What you should do
Arrange the records below as a two-column CSV headed record_text,record_answer, giving one row per record with its text and its answer, each in a single quoted field with line breaks replaced by spaces. Leave the pictures out.

Records to use

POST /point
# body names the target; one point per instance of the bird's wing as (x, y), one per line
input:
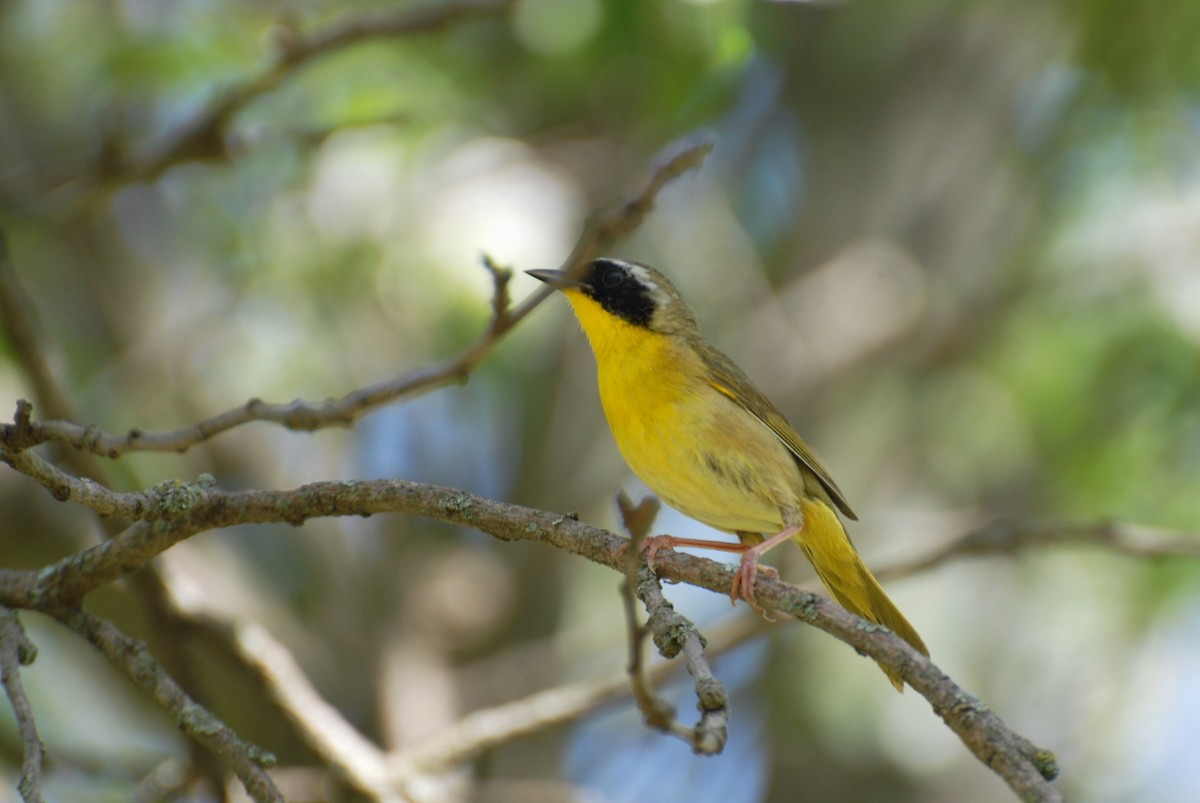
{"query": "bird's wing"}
(730, 381)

Result below
record_text,record_answer
"POST /point # body names the target; one point per instance of the bird's wing as (x, y), one per line input: {""query"": ""bird's wing""}","(730, 381)"